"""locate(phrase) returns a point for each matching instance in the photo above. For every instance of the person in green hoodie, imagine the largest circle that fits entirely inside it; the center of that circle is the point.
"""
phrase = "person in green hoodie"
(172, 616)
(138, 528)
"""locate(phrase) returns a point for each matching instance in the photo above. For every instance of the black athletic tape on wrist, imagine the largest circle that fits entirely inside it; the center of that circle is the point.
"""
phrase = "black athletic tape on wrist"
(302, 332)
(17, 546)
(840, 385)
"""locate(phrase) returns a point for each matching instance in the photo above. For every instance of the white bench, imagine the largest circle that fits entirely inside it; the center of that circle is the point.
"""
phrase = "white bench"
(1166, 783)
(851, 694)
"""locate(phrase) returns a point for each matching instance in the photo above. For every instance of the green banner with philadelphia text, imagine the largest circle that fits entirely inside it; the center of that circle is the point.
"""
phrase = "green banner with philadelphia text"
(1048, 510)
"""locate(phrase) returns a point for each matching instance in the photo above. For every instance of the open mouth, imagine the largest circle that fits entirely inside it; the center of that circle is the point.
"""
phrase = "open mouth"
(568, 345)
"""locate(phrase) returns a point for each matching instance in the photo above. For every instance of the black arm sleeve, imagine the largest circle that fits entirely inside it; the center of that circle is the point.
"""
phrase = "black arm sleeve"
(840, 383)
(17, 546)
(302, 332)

* * * *

* What is needed:
Make an exact copy of the records.

* Finished answer:
"""locate(phrase) returns a point for each matching instance in the photo above. For every instance of the person in green hoodie, imagine the largest circle that fits entirely inside it; the center of that circle is the point.
"""
phrase = "person in green hoodie"
(172, 616)
(138, 528)
"""locate(phrase) returns a point for each matching instance in the photo above. For every instance of the black athletic tape on wrist, imagine the largest circle that fits entirely inside it; the center of that circle is the point.
"""
phrase = "black athletic tape on wrist"
(302, 332)
(17, 546)
(840, 385)
"""locate(phrase) returns a point for each matching instance in the photo above. For every instance of the white bench, imagine the largest circle that fits entirely inside it; the center of that circle is the point.
"""
phrase = "white bench"
(1166, 783)
(851, 694)
"""locate(phrase) returns a point for each matching instance in the photo above. For every instance of the green banner with philadelphia text, imagine the largest circle that fits entirely inside it; the center of that circle is the point.
"""
phrase = "green banner with philadelphia text"
(1048, 510)
"""locate(phrase) returns a point for each matching instance in the photo above. For every instance of the open mouth, imagine the largest circle that fits entirely inside it; the center of that circle is the point.
"""
phrase = "open mouth"
(568, 345)
"""locate(phrase) returns a point for each matching instance in the photo above. For every instance of the black arm sleeve, imagine the largest circle that fits entirely inside it; the center of that circle is the point.
"""
phrase = "black arm sleeve"
(840, 383)
(17, 546)
(302, 332)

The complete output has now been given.